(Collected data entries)
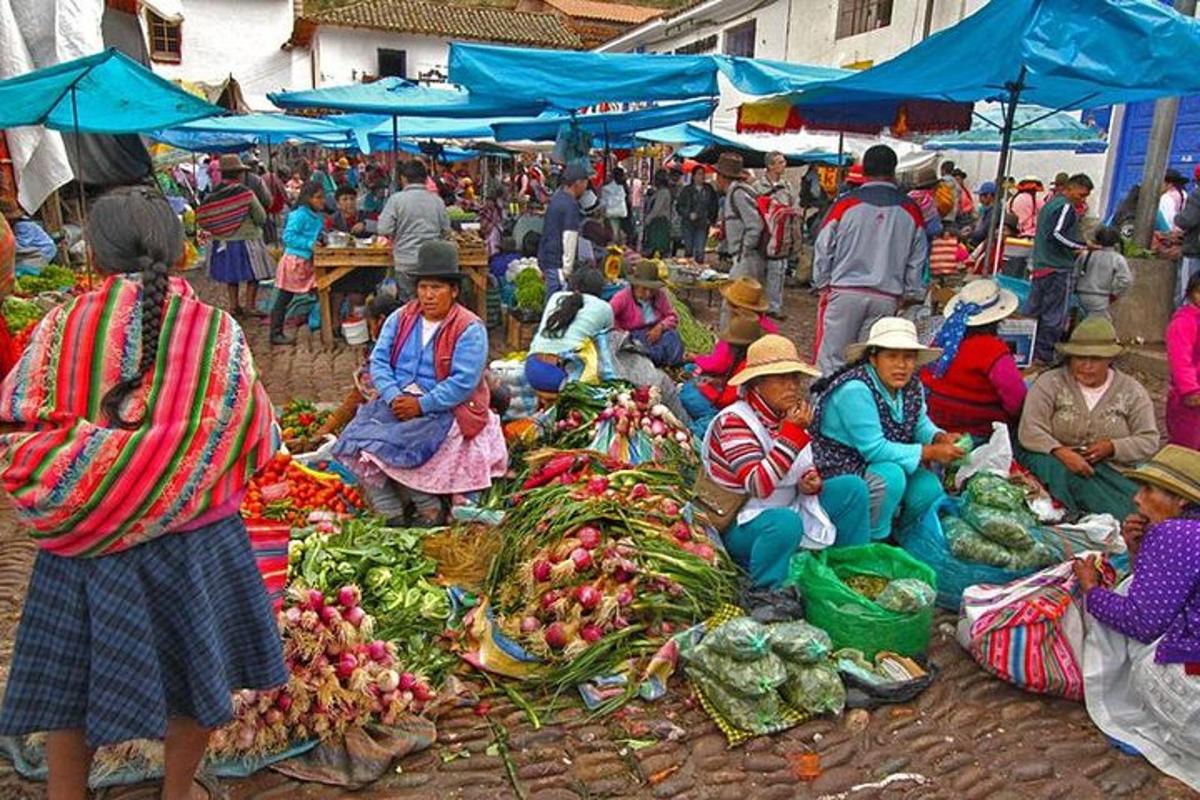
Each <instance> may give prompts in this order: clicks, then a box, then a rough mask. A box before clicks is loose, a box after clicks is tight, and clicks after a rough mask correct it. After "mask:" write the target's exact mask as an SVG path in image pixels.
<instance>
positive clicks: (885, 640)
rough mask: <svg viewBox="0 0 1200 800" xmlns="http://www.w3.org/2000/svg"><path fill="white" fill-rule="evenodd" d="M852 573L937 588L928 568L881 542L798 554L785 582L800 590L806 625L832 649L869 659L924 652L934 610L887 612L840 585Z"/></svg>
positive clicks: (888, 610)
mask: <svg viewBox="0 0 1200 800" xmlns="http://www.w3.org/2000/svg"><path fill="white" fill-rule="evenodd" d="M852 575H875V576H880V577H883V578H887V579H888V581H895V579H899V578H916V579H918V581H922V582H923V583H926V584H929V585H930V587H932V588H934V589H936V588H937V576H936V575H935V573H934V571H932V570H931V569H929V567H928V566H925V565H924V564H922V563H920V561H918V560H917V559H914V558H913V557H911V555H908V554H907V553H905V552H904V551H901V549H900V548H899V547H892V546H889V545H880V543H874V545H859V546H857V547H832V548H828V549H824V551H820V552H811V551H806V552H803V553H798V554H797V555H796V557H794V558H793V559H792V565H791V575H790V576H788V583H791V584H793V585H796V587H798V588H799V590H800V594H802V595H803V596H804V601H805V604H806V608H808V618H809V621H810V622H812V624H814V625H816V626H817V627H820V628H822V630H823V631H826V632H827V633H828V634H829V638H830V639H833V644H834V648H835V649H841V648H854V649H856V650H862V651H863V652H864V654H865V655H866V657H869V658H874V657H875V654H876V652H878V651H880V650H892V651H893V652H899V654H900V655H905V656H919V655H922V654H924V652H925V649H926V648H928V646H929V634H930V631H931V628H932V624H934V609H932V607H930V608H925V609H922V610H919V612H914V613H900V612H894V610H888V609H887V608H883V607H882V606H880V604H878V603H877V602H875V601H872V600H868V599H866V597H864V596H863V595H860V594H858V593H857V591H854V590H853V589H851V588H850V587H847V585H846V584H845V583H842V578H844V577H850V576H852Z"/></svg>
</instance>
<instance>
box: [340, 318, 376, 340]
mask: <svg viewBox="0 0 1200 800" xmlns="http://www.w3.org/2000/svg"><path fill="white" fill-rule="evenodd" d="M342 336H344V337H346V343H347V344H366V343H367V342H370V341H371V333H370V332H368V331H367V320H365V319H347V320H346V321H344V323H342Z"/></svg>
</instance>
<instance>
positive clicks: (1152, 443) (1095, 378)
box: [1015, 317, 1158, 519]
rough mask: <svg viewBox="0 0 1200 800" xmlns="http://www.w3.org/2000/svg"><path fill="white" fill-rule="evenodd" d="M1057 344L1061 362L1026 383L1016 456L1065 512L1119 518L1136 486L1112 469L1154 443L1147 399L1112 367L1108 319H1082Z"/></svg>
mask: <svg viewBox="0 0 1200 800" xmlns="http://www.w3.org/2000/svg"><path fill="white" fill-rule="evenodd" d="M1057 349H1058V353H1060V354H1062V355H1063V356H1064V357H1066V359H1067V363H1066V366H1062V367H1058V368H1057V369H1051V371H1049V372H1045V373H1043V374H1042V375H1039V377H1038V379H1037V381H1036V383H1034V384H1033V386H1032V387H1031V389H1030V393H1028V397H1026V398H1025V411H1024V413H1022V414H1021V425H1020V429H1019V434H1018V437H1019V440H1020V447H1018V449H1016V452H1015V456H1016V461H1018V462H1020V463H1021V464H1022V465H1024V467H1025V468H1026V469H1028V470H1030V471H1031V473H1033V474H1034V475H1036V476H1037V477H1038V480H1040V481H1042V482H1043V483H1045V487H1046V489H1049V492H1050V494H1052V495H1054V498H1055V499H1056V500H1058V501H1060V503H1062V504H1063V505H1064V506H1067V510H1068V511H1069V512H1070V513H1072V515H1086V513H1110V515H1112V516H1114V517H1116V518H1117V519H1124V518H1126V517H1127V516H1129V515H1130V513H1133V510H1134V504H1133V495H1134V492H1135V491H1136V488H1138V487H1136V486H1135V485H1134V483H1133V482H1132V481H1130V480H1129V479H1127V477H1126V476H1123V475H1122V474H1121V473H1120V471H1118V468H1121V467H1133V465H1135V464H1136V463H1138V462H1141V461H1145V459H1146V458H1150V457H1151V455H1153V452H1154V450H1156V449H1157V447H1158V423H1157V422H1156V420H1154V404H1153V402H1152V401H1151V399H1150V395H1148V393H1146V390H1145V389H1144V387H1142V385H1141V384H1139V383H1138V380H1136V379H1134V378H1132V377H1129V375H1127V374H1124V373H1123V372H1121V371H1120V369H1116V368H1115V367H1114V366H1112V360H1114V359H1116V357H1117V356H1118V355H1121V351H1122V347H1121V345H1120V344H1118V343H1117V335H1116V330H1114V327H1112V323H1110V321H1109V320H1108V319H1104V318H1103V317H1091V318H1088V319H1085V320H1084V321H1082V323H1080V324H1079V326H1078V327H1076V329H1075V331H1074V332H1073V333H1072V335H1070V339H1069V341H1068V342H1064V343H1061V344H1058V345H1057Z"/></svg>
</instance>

> **WHAT YOU HAVE TO DO**:
Repeat every record above exactly, except the pictures.

> **WRITTEN ANSWER**:
Each <instance> may give prompts in this order: clicks, then a box, then a rough mask. A box before clicks is loose, a box after clicks is tight, and clicks after a rough mask correct it. After "mask:" write the target's exact mask as an SVG path in image pixels.
<instance>
positive clicks: (885, 640)
rough mask: <svg viewBox="0 0 1200 800" xmlns="http://www.w3.org/2000/svg"><path fill="white" fill-rule="evenodd" d="M852 573L937 588L928 568L881 542L798 554L785 582L800 590L806 625L832 649L869 659L924 652L934 610L887 612L840 585Z"/></svg>
positive clicks: (888, 610)
mask: <svg viewBox="0 0 1200 800" xmlns="http://www.w3.org/2000/svg"><path fill="white" fill-rule="evenodd" d="M852 575H875V576H880V577H883V578H887V579H888V581H895V579H899V578H916V579H918V581H922V582H923V583H926V584H929V585H930V587H932V588H934V589H936V588H937V576H936V575H935V573H934V571H932V570H931V569H929V567H928V566H925V565H924V564H922V563H920V561H918V560H917V559H914V558H913V557H911V555H908V554H907V553H905V552H904V551H901V549H900V548H899V547H892V546H889V545H880V543H874V545H859V546H857V547H832V548H828V549H824V551H820V552H811V551H806V552H803V553H798V554H797V555H796V557H794V558H793V559H792V565H791V575H790V576H788V583H791V584H793V585H796V587H798V588H799V590H800V594H802V595H803V596H804V601H805V604H806V608H808V618H809V621H810V622H812V624H814V625H816V626H817V627H820V628H822V630H823V631H826V632H827V633H828V634H829V638H830V639H833V644H834V648H835V649H841V648H854V649H856V650H862V651H863V652H864V654H865V655H866V657H869V658H874V657H875V654H876V652H878V651H880V650H892V651H893V652H899V654H900V655H905V656H919V655H922V654H924V652H925V649H926V648H928V646H929V634H930V631H931V628H932V624H934V609H932V607H930V608H925V609H922V610H919V612H914V613H900V612H894V610H888V609H887V608H883V607H882V606H880V604H878V603H877V602H875V601H872V600H868V599H866V597H864V596H863V595H860V594H858V593H857V591H854V590H853V589H851V588H850V587H847V585H846V584H845V583H842V578H844V577H850V576H852Z"/></svg>
</instance>
<instance>
box: [340, 318, 376, 340]
mask: <svg viewBox="0 0 1200 800" xmlns="http://www.w3.org/2000/svg"><path fill="white" fill-rule="evenodd" d="M342 336H344V337H346V343H347V344H366V343H367V342H370V341H371V333H370V332H368V331H367V320H365V319H347V320H346V321H344V323H342Z"/></svg>
</instance>
<instance>
positive clicks: (1152, 443) (1095, 378)
box: [1015, 317, 1158, 519]
rough mask: <svg viewBox="0 0 1200 800" xmlns="http://www.w3.org/2000/svg"><path fill="white" fill-rule="evenodd" d="M1057 344L1061 362L1026 383L1016 456L1065 512L1119 518L1136 486L1112 469L1154 443L1147 399L1112 367L1108 319H1082Z"/></svg>
mask: <svg viewBox="0 0 1200 800" xmlns="http://www.w3.org/2000/svg"><path fill="white" fill-rule="evenodd" d="M1057 349H1058V353H1060V354H1062V355H1063V356H1064V357H1066V359H1067V363H1066V366H1062V367H1058V368H1057V369H1051V371H1049V372H1045V373H1043V374H1042V375H1039V377H1038V379H1037V381H1036V383H1034V384H1033V386H1032V387H1031V389H1030V393H1028V397H1026V398H1025V411H1024V413H1022V414H1021V425H1020V429H1019V434H1018V437H1019V440H1020V447H1018V449H1016V452H1015V456H1016V461H1018V462H1020V463H1021V464H1022V465H1024V467H1025V468H1026V469H1028V470H1030V471H1031V473H1033V474H1034V475H1036V476H1037V477H1038V480H1040V481H1042V482H1043V483H1045V487H1046V489H1049V492H1050V494H1052V495H1054V498H1055V499H1056V500H1058V501H1060V503H1062V504H1063V505H1064V506H1067V510H1068V511H1069V512H1070V513H1072V515H1086V513H1110V515H1112V516H1114V517H1116V518H1117V519H1124V518H1126V517H1127V516H1129V515H1130V513H1133V510H1134V504H1133V495H1134V492H1135V491H1136V488H1138V487H1136V486H1135V485H1134V483H1133V482H1132V481H1130V480H1129V479H1127V477H1126V476H1123V475H1122V474H1121V473H1120V471H1118V468H1121V467H1133V465H1135V464H1136V463H1138V462H1141V461H1145V459H1146V458H1150V457H1151V455H1153V452H1154V450H1156V449H1157V447H1158V423H1157V422H1156V420H1154V404H1153V402H1152V401H1151V399H1150V395H1148V393H1146V390H1145V389H1144V387H1142V385H1141V384H1139V383H1138V380H1136V379H1134V378H1132V377H1129V375H1127V374H1124V373H1123V372H1121V371H1120V369H1116V368H1115V367H1114V366H1112V360H1114V359H1116V357H1117V356H1118V355H1121V351H1122V347H1121V345H1120V344H1118V343H1117V335H1116V330H1114V327H1112V323H1110V321H1109V320H1108V319H1104V318H1103V317H1091V318H1088V319H1085V320H1084V321H1082V323H1080V324H1079V326H1078V327H1076V329H1075V331H1074V332H1073V333H1072V335H1070V339H1069V341H1068V342H1064V343H1061V344H1058V345H1057Z"/></svg>
</instance>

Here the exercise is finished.